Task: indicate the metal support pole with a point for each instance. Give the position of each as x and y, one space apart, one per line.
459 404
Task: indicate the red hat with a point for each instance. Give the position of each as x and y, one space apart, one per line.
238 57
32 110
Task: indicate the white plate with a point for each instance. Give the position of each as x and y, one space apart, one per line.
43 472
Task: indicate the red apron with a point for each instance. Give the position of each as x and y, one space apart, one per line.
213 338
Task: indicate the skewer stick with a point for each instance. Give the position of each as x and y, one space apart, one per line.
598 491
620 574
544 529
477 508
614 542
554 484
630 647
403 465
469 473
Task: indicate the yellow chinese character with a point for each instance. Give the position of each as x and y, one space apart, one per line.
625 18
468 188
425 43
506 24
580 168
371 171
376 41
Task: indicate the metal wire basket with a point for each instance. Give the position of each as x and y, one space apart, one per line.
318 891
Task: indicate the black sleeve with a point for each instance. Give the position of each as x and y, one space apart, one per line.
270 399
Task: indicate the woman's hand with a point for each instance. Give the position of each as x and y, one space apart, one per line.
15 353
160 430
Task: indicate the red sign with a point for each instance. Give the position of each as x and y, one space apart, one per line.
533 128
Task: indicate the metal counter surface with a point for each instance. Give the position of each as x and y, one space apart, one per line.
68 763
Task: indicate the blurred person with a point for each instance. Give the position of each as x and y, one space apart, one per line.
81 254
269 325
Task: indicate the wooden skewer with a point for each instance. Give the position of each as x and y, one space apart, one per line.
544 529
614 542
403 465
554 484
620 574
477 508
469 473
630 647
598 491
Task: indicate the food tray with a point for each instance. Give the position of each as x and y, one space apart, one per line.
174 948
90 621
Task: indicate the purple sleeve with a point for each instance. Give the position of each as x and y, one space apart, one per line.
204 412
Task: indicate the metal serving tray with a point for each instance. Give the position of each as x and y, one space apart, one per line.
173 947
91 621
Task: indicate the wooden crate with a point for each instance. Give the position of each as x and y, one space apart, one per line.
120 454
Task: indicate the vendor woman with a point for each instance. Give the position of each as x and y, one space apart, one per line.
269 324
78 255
_ _ _ _ _
Transcribe each line of the data exactly, skipping none.

#### ANSWER TO THIS EXERCISE:
Task: indicate the metal support pole with a point for each instance. Give the position of each as x and y, one space apart, one per line.
459 404
Task: indicate the red hat with a point for each instance. Give the position of each as x and y, one space apart, one per line.
238 57
32 110
Task: indicate the white plate with a point for each instance. Give the position of each as x and y, one space apart, one per line.
43 472
Task: indicate the red apron with a point for each instance. Give the position of each as x and y, one space apart, one per line.
213 338
Task: indicate the skewer stick with a point for each instance. Give the position of each as x and y, one space apart, one per line.
598 491
620 574
544 529
477 508
614 542
554 484
630 647
403 465
469 473
Task: indicate the yellow chinese character with a point for each instance. Give the position of each as x and y, one space apart, one per line.
625 18
468 188
425 43
506 24
580 168
371 171
376 41
Task: indicate the metal wire basket with a point for each instance. Give the position of each as x and y, one space apart, one per line.
318 891
Task: indicate the black sleeve with a point for each instance. Give the position of each as x and y, one space apart, one per line.
270 399
Task: indicate the woman's hand with a point for each instance. Give the position of each as x and y, one space apart, one per line.
15 353
160 430
Task: indicate the red sign with a point for each instance. Give the position of each as x and y, one space apart, one per line.
533 128
Task: indicate the metal counter surface with a point for each instance. Give the position of each as x and y, one space apart, one per line.
68 763
Task: indicate the blurred person with a point for each instance. Give the position of each as x and y, one space apart, one per line.
81 254
269 325
Task: indicate the wooden skewer with a point for each instance. Give the position of each as x and y, one space apart, one per line.
544 529
614 542
403 465
554 484
620 574
477 508
469 473
630 647
598 491
Task: indicate the food tray with a point for each instance. Give the position of each as x and y, one space apart, one per line.
174 948
90 621
Task: indicate the purple sleeve with a point for each instance. Give the position of each as x and y, one space apart, one per line.
204 412
Task: indicate the metal serving tray with a point for each instance. Give the position of each as x and y, one space apart, one per line.
173 947
91 621
Task: indicate the wooden crate with a point for each instance. Give the position of each as x and y, one space apart, one per line.
120 454
Task: indicate the vendor woman with a point for each instance. Give the position of each as x and y, one space apart, one per line.
269 324
78 255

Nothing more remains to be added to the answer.